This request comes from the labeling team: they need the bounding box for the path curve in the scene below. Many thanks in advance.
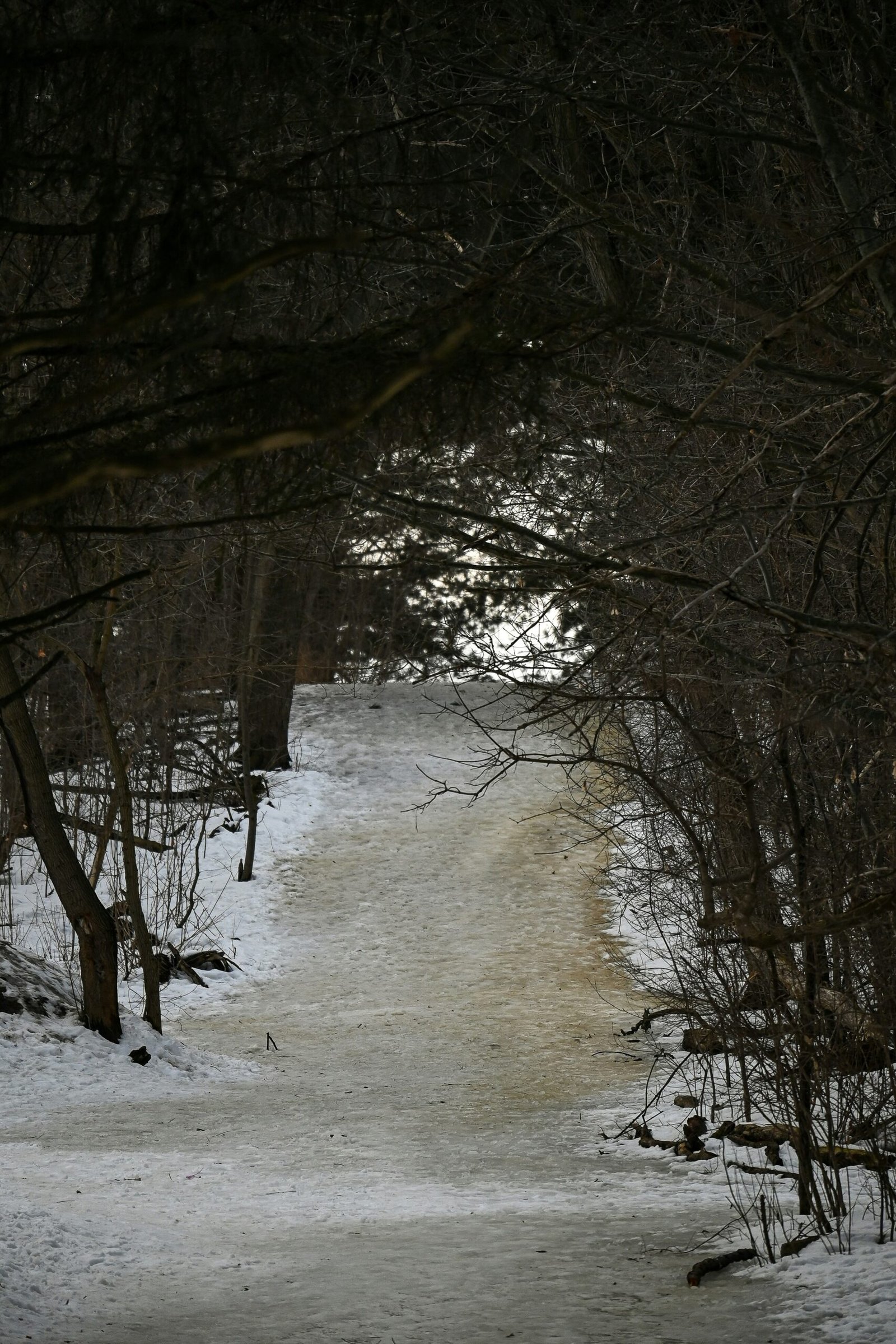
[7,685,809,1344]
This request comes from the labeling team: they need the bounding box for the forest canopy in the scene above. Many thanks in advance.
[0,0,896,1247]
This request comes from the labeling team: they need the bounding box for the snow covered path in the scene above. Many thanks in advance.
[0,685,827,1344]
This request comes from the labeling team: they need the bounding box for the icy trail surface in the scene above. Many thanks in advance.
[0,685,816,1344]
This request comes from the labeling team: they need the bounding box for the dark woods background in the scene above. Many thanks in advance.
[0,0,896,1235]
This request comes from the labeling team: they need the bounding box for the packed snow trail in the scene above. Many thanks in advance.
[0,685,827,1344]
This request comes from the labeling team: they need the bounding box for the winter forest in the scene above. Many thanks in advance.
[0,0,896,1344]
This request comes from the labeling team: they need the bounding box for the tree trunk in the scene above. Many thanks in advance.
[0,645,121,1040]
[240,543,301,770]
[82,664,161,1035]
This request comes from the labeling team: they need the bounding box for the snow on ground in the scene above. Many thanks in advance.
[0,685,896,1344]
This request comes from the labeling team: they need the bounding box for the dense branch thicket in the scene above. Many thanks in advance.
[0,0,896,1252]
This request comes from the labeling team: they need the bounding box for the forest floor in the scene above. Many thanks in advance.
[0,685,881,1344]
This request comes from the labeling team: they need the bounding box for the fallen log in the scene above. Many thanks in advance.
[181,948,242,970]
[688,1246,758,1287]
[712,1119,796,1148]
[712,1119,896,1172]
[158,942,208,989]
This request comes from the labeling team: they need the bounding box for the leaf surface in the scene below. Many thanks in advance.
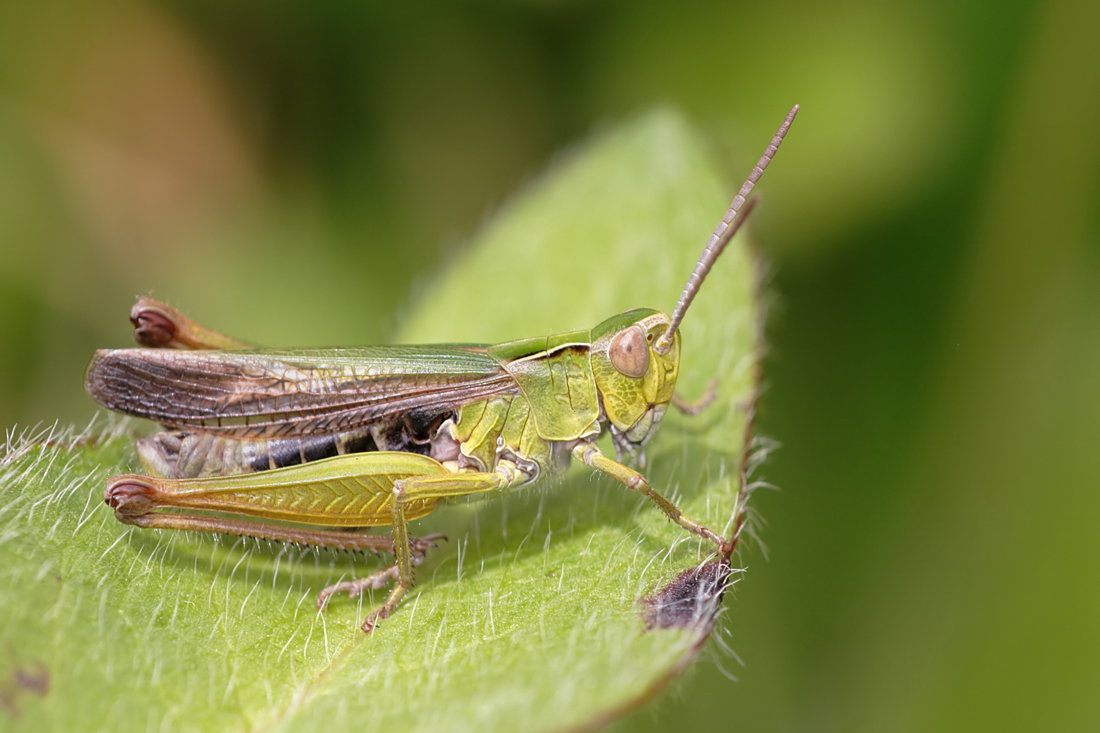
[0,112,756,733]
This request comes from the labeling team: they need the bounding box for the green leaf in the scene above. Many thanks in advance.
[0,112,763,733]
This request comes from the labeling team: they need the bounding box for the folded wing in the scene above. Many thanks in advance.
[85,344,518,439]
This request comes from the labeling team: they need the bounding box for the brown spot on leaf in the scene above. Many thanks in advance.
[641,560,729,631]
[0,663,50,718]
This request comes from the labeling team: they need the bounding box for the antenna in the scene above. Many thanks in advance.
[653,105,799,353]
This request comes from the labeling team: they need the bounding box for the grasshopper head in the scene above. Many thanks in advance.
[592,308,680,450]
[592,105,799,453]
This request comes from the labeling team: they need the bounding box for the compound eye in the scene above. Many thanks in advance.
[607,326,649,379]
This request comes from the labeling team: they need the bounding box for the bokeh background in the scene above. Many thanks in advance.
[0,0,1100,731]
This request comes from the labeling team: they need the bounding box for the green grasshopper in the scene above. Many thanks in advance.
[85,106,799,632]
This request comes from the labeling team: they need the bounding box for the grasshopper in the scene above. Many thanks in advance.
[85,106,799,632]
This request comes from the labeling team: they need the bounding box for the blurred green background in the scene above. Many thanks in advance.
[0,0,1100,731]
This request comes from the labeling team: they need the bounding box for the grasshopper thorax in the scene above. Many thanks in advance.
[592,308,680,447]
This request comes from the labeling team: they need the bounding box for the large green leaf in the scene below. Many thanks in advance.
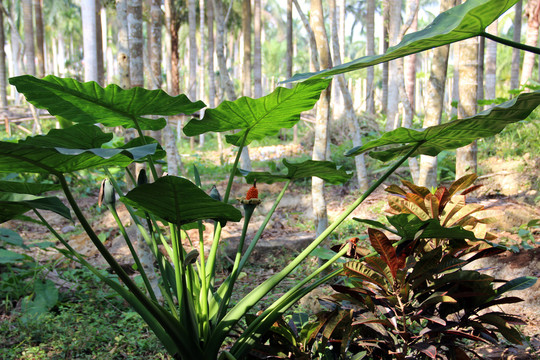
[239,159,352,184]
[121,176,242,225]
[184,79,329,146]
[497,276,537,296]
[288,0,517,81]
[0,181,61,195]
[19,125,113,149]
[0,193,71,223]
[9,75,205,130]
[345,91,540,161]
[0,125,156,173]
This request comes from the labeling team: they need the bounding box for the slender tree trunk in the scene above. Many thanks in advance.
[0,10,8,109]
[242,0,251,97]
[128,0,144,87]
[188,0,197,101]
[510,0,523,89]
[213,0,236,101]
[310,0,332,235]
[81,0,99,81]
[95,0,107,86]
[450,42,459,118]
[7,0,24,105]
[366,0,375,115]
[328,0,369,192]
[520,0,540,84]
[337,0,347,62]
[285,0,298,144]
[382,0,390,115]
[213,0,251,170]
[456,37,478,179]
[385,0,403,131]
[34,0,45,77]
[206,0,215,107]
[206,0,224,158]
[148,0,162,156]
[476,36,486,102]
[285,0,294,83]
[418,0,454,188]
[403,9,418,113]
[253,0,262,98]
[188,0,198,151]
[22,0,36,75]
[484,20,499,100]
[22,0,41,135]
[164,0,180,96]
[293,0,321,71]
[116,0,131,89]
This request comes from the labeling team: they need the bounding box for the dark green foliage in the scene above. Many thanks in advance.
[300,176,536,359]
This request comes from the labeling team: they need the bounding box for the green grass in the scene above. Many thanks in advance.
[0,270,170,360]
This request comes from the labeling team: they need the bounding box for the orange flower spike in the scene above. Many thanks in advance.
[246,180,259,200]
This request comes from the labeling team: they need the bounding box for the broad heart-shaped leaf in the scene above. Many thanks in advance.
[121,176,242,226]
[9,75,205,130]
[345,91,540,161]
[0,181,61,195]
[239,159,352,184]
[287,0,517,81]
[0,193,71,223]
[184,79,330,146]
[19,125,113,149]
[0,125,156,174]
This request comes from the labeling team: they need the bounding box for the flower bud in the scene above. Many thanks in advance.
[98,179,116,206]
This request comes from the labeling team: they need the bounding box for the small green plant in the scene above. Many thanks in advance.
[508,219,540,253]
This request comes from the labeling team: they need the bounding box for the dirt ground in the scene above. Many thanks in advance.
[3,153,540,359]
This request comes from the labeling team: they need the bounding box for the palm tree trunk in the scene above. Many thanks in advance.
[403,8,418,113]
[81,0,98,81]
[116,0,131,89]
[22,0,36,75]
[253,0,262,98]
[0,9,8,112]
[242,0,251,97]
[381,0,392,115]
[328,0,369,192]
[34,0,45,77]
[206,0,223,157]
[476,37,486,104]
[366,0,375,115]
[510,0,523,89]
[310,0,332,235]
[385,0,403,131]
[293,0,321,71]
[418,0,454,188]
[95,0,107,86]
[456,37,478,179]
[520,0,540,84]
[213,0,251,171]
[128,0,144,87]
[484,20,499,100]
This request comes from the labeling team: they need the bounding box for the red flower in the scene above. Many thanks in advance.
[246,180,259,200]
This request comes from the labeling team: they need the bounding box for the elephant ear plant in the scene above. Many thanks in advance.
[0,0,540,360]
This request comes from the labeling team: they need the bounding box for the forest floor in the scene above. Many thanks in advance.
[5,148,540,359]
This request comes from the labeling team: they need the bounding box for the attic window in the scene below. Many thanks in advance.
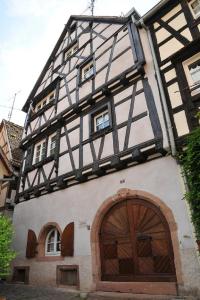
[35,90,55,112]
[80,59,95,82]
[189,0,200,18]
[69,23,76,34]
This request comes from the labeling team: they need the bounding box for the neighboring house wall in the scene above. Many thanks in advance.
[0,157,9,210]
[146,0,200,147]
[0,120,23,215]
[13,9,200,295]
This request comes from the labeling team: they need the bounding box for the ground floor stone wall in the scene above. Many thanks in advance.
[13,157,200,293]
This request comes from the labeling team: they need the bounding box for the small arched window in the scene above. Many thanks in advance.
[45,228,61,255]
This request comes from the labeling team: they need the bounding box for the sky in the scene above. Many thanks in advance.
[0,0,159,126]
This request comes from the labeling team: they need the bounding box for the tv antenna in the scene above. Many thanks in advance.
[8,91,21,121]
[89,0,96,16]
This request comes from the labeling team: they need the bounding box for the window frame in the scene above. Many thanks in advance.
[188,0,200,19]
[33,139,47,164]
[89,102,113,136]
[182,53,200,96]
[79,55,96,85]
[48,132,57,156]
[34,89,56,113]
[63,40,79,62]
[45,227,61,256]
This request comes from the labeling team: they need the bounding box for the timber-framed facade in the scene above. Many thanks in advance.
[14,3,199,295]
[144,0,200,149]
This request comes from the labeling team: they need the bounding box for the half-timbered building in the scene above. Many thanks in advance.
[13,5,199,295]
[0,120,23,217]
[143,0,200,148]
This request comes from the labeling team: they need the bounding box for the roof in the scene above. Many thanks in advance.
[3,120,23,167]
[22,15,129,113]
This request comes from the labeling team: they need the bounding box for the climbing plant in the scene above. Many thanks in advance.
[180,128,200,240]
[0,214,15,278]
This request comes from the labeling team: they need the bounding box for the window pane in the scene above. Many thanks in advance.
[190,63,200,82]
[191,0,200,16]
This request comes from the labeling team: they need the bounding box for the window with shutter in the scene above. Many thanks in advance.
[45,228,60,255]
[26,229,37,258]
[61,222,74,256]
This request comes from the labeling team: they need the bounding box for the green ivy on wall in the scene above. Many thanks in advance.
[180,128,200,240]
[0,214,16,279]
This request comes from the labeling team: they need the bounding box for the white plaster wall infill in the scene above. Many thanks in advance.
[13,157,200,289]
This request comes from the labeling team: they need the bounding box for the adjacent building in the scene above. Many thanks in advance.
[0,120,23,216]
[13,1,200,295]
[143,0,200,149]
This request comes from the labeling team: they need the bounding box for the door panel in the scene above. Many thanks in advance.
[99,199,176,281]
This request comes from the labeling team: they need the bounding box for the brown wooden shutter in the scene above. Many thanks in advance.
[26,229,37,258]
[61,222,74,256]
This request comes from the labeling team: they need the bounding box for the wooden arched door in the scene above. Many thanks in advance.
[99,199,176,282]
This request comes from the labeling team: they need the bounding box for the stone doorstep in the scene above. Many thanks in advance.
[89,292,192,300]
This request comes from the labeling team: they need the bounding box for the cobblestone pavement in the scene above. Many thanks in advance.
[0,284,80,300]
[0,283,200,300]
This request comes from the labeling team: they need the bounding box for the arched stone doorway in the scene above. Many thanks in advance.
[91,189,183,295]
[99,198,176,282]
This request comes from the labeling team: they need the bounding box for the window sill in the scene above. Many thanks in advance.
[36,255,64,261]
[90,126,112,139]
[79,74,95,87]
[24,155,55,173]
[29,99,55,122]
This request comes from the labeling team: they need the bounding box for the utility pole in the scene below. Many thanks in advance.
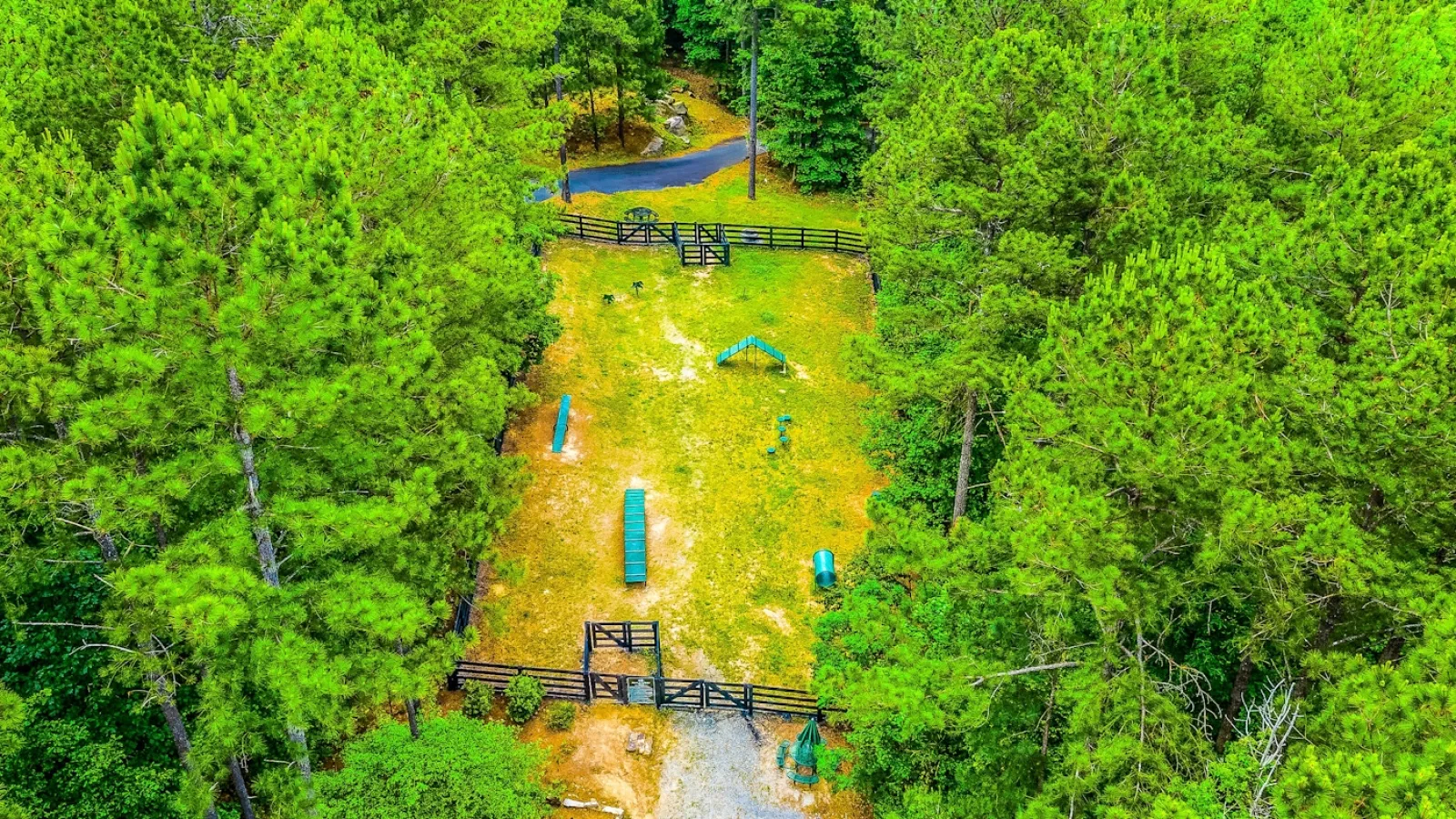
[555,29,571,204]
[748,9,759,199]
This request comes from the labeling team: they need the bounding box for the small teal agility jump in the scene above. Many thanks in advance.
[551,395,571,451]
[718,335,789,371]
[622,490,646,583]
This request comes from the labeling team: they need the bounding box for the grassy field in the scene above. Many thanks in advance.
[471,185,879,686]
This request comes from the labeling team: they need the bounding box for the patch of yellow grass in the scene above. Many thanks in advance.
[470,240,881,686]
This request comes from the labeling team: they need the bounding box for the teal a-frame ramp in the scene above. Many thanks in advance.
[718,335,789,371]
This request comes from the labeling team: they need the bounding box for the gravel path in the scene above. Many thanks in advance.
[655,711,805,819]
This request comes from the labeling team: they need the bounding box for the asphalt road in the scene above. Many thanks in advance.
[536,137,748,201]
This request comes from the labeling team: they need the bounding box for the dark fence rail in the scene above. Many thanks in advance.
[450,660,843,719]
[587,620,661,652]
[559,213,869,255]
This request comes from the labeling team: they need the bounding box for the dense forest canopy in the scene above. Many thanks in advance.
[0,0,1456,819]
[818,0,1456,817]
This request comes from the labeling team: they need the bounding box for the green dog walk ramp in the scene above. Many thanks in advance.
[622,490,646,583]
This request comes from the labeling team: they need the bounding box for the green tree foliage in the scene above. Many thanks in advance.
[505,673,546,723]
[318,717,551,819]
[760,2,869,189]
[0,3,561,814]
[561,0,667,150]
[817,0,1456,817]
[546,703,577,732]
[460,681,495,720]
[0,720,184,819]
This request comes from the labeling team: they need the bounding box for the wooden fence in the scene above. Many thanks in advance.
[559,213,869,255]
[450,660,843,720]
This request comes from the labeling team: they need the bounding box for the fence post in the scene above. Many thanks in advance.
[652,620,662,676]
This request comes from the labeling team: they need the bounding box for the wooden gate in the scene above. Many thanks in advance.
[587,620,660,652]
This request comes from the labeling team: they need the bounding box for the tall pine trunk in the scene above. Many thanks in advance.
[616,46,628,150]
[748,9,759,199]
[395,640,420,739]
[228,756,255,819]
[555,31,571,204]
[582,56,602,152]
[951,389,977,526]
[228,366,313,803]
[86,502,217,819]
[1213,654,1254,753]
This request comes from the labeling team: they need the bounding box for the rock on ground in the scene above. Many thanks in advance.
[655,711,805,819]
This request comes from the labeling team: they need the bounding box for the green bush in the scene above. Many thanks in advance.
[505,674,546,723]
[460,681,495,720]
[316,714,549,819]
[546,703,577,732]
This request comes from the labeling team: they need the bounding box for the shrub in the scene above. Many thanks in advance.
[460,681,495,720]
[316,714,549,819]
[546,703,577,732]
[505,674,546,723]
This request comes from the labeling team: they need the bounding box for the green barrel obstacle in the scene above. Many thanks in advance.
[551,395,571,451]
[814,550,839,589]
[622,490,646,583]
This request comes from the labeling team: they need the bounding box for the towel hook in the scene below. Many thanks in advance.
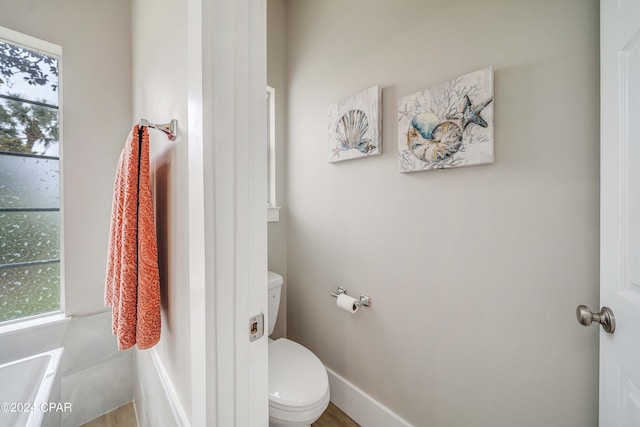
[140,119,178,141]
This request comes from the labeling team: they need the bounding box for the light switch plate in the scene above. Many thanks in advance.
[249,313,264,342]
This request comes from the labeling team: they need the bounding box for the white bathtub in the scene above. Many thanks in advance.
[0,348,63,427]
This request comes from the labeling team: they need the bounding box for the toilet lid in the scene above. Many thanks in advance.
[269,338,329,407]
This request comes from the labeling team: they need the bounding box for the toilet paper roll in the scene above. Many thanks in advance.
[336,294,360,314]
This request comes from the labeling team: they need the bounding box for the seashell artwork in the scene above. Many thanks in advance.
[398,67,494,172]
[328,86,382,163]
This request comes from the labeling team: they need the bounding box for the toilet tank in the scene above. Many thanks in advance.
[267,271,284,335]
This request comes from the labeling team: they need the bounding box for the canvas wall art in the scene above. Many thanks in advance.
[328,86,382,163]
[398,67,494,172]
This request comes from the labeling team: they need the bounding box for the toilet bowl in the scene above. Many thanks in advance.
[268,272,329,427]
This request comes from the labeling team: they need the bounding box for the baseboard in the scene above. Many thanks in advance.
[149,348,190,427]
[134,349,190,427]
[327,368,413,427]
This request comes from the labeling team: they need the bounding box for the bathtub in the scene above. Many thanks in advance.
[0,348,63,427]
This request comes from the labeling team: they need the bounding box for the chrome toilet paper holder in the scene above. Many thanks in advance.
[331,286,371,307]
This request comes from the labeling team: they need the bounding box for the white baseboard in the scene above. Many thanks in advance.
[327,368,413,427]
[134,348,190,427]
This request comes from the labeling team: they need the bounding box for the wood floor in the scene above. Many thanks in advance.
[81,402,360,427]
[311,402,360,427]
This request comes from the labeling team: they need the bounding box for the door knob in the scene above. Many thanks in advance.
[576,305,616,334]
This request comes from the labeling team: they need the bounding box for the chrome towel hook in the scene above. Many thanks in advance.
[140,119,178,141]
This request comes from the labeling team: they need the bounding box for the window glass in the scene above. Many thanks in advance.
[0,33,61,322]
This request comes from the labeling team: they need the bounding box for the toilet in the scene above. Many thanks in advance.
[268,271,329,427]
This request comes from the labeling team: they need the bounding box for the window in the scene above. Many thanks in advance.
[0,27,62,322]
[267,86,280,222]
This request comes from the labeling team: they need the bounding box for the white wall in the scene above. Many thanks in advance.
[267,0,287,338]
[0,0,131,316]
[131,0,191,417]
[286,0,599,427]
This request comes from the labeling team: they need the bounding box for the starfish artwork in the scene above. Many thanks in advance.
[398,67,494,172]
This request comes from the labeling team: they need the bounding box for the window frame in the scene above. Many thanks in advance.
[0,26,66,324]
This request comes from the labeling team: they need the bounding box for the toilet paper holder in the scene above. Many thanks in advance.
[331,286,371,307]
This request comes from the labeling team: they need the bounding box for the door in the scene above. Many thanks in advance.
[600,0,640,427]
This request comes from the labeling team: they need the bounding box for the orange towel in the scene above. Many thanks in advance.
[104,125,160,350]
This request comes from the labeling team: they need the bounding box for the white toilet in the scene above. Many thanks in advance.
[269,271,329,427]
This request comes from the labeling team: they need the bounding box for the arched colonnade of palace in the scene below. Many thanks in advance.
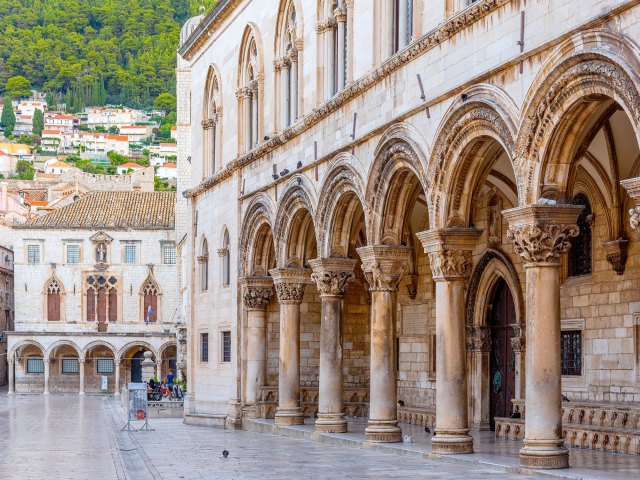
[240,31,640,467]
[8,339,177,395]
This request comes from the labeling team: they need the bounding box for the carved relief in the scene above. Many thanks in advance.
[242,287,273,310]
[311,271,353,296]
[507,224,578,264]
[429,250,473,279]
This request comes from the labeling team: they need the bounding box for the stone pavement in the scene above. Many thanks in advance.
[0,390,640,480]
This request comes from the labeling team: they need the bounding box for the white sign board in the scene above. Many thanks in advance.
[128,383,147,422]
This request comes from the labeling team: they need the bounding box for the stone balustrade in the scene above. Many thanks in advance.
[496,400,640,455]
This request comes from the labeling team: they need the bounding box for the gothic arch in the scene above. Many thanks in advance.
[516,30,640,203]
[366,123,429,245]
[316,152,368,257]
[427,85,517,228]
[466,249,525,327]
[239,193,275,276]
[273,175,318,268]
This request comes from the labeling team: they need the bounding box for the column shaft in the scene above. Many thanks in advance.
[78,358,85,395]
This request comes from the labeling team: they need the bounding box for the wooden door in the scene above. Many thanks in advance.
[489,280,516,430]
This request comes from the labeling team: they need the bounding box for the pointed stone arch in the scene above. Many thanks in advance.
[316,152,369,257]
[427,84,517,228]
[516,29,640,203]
_ _ _
# Goal
Reproduce the lines from the one containing "the stone pavement" to the end of the entries, keeping both ends and adding nothing.

# Exercise solution
This request comes from the labeling team: they need the bounding box for the stone pavement in the scene above. Many thanks in advance.
[0,390,640,480]
This request comes from the labeling team: they need the bounding box for the white sign board in the scene above. Many thanks in advance.
[128,383,147,422]
This request comes from the labeling team: they need the bounding box for the stone balustrade in the scene above. Many thanks in advance.
[496,400,640,455]
This request comes from the labeling team: they need the bounding box for the gothic arch in the scene above. Many thanks in advance.
[516,30,640,203]
[366,123,429,245]
[316,152,368,257]
[427,85,517,228]
[466,249,525,327]
[239,193,275,276]
[273,175,318,268]
This request comes from the labeling team: they need the bounding box for the column shaft in the scene above. Many thanks in advance.
[78,358,85,395]
This request comes from the labeling team: they need the bounding box for the wooden door in the scene above. Many thanks in advance.
[489,280,516,430]
This request comes from the labeling team: they need the bounding box for the pointed stone arch in the scene above. Many thanks in advance.
[316,152,369,257]
[427,84,517,228]
[516,29,640,203]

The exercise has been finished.